The past twenty years have seen profound changes in the field of graphic communication. As the computer has become a ubiquitous tool, there has been an explosion of creativity in graphic design; designers and typographers have jettisoned existing rules and forged experimental new approaches. No More Rules is the first critical survey to offer a complete overview of the graphic revolution during the postmodern period. Design critic Rick Poynor tells this story in detail, breaking down a broad, multifaceted field of graphic design activity into key developments and themes: the origins of postmodern design; deconstructionist design and theory; issues of appropriation; the revolution in digital type; questions of authorship; and critiques of postmodern graphic design. Each theme is illustrated by spectacular and significant examples of work produced between 1980 and 2000 that have changed the way in which designers and their audiences think about graphic communication. This generously illustrated book is a vital reference for design professionals and educators as well as for students of graphic design, image-making, advertising, and the visual arts.

[MATERIAL SUPPLIED]

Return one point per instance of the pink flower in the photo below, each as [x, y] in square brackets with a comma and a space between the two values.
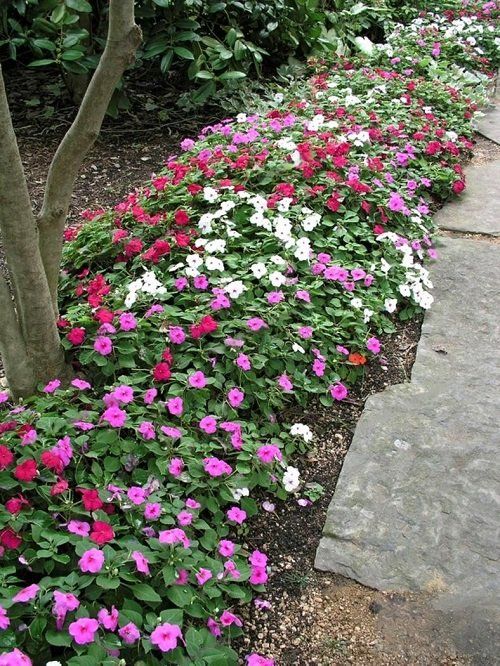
[80, 384]
[127, 321]
[227, 618]
[52, 386]
[243, 362]
[115, 416]
[216, 467]
[166, 636]
[4, 620]
[285, 383]
[338, 391]
[83, 630]
[79, 527]
[136, 495]
[129, 633]
[26, 594]
[208, 424]
[235, 397]
[305, 332]
[103, 345]
[176, 335]
[268, 453]
[203, 576]
[197, 379]
[109, 620]
[256, 323]
[149, 396]
[236, 515]
[274, 297]
[141, 562]
[255, 659]
[91, 561]
[176, 466]
[175, 406]
[123, 394]
[173, 536]
[152, 511]
[226, 548]
[147, 430]
[373, 345]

[PROBLEM TO SOLVE] Condense the paragraph of the book description above that begins "The past twenty years have seen" into a bulleted list of its main facts.

[SOLUTION]
- Graphic communication has changed profoundly over the past twenty years.
- With the computer now everywhere, graphic design creativity has exploded, and designers and typographers have dropped old rules for experimental approaches.
- No More Rules, by design critic Rick Poynor, is the first critical survey to give a complete overview of the graphic revolution of the postmodern period.
- It covers these key themes:
  - the origins of postmodern design
  - deconstructionist design and theory
  - appropriation
  - the digital type revolution
  - authorship
  - critiques of postmodern graphic design
- Each theme is illustrated with significant work from 1980 to 2000 that changed how designers and audiences think about graphic communication.
- The heavily illustrated book is a reference for design professionals, educators, and students of graphic design, image-making, advertising, and the visual arts.